## ACTION ITEM
Check each line of the records below and collect those holding "distant".

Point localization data
━━━━━━━━

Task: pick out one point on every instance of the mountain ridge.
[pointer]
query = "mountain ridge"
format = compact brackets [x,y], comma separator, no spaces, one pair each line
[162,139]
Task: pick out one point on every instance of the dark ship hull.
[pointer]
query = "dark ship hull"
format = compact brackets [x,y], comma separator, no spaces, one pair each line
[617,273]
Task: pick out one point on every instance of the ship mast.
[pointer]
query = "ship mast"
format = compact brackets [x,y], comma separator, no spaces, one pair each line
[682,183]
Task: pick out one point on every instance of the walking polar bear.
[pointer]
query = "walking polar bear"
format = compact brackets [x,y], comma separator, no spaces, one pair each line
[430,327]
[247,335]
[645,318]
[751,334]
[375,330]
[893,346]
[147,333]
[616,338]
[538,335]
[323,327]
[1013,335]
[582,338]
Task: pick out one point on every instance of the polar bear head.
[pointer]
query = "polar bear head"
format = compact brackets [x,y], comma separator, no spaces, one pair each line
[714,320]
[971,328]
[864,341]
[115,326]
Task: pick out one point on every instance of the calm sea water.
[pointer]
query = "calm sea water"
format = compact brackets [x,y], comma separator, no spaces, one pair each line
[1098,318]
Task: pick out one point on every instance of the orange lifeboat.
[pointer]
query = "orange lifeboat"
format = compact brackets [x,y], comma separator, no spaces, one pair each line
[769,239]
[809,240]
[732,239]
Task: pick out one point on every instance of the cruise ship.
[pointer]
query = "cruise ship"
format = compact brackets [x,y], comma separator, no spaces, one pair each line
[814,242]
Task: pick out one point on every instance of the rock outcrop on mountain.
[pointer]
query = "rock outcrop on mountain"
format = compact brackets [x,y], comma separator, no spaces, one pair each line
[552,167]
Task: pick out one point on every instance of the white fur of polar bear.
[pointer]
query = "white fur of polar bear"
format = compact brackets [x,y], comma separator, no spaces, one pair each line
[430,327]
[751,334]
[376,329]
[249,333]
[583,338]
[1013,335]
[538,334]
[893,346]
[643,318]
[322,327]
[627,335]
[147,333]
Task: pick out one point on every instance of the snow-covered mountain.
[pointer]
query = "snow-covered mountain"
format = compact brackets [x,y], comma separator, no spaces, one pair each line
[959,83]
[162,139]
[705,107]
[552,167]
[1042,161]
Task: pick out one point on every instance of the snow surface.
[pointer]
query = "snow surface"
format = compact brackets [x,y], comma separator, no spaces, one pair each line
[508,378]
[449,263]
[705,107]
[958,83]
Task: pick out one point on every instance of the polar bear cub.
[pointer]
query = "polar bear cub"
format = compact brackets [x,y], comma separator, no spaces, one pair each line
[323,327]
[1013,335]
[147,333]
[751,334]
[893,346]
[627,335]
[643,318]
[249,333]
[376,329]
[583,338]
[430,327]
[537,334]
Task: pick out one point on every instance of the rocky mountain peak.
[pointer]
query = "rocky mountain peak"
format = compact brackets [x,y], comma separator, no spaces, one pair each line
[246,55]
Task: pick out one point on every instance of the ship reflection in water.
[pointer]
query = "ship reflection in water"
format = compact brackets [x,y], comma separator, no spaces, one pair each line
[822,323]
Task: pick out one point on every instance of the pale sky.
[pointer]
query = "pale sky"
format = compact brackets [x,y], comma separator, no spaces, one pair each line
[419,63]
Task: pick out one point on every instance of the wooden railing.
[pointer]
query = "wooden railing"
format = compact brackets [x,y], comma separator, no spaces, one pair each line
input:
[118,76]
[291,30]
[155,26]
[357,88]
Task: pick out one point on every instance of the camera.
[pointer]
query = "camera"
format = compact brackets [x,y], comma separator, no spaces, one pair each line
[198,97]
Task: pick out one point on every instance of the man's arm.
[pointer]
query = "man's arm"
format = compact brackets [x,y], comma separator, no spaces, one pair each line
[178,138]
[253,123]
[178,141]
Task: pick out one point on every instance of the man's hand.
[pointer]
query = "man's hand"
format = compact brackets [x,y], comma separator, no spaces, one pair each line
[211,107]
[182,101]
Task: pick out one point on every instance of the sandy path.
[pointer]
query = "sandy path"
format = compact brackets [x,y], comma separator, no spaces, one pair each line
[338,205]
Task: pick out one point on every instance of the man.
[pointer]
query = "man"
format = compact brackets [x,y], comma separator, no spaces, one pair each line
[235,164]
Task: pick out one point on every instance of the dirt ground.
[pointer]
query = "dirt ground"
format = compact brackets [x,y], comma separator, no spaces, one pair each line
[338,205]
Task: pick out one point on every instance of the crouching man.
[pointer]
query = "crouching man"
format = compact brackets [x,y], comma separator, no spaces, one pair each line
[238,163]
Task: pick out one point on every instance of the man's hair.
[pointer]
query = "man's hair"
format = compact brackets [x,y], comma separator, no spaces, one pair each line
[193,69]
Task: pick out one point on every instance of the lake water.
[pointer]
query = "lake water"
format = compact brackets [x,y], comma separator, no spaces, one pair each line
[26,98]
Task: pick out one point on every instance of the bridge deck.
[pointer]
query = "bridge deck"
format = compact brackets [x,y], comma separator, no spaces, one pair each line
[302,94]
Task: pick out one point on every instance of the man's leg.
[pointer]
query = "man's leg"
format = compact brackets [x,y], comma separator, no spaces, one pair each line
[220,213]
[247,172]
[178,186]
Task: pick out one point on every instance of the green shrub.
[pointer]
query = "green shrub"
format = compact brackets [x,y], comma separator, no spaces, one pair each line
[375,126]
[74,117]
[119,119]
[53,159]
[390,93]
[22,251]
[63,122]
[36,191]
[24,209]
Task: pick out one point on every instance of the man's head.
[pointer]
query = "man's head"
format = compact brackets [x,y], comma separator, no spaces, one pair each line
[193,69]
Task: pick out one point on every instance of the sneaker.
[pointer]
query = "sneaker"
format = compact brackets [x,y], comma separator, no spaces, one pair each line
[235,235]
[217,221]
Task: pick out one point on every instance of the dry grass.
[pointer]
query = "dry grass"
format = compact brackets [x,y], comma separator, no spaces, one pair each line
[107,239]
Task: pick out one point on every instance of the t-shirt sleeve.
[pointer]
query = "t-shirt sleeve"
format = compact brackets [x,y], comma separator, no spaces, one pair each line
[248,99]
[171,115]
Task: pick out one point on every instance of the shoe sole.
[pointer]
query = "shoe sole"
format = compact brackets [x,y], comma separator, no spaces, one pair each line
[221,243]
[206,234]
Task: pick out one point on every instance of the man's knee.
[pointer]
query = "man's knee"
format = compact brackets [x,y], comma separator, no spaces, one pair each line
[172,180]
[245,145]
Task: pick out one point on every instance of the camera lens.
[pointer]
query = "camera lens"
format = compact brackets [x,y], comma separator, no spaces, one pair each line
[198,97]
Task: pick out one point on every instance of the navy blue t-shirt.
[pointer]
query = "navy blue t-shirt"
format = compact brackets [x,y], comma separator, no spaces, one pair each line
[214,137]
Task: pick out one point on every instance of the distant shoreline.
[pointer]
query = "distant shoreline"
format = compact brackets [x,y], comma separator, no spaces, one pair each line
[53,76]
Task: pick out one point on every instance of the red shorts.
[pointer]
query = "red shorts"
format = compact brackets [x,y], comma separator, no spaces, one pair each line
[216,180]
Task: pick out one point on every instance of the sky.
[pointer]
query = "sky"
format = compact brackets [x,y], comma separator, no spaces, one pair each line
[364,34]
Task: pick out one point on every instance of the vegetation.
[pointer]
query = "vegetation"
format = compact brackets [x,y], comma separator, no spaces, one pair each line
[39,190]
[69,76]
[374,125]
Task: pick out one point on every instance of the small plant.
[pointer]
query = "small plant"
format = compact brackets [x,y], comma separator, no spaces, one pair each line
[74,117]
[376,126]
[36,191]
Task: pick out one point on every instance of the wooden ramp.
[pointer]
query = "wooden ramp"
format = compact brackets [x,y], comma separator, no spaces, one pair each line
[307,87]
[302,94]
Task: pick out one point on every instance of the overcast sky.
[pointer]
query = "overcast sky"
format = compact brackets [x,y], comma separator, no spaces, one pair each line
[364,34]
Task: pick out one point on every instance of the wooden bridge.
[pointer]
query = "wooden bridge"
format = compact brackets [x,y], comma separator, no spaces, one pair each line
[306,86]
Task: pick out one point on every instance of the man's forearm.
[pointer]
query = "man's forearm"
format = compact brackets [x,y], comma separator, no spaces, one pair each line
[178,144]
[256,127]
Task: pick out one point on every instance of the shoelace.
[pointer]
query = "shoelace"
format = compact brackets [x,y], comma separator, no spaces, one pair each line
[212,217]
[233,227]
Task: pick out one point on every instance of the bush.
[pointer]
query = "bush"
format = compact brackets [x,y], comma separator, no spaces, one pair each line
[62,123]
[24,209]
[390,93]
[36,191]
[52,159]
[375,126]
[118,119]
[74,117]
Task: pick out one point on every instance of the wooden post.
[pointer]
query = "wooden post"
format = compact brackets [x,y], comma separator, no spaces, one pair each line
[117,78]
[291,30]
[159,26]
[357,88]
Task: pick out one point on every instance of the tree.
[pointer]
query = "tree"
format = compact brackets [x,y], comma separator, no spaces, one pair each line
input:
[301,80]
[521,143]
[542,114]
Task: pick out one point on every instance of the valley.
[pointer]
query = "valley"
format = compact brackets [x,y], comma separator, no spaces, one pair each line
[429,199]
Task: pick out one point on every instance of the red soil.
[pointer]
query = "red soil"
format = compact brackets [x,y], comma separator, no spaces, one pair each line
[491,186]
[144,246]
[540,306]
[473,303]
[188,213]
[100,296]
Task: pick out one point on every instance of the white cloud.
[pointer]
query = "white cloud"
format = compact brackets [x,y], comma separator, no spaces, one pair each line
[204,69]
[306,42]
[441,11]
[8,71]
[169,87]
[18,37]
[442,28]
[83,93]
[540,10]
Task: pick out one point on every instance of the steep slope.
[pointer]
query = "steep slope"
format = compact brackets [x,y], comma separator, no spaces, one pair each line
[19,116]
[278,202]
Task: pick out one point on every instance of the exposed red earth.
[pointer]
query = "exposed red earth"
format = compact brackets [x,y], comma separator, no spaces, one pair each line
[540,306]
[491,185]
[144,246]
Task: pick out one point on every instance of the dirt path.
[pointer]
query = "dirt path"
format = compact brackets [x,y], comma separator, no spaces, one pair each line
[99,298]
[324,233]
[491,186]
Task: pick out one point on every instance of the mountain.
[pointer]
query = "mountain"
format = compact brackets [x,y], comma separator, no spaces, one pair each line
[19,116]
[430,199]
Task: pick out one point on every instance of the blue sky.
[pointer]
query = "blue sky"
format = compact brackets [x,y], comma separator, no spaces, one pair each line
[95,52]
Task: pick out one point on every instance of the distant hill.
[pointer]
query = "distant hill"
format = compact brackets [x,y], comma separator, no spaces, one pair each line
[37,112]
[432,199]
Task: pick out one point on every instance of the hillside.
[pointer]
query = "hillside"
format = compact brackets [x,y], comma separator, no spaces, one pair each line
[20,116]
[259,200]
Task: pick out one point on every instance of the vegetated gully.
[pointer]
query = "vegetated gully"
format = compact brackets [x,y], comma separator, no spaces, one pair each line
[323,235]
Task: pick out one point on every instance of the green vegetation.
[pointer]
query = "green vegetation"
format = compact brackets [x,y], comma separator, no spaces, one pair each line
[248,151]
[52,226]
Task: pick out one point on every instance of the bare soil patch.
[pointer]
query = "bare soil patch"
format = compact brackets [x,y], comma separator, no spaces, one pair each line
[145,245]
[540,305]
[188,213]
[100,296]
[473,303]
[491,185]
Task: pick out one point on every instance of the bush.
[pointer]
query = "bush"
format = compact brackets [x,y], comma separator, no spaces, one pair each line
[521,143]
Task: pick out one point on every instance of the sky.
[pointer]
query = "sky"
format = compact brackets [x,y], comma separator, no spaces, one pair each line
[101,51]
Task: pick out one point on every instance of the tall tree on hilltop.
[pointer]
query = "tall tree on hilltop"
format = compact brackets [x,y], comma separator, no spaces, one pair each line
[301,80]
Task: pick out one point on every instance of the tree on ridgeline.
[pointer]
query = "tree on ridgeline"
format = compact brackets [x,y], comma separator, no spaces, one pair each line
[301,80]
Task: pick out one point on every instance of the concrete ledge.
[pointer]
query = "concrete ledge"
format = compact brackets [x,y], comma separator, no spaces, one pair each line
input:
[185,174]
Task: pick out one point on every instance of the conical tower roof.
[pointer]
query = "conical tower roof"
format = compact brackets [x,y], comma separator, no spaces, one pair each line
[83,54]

━━━━━━━━

## RESPONSE TO THE EXERCISE
Task: pick out one point on every instance of the distant shoreline.
query = "distant shoreline"
Task: pick out one point on every instance of the distant hill.
query = "distant hill"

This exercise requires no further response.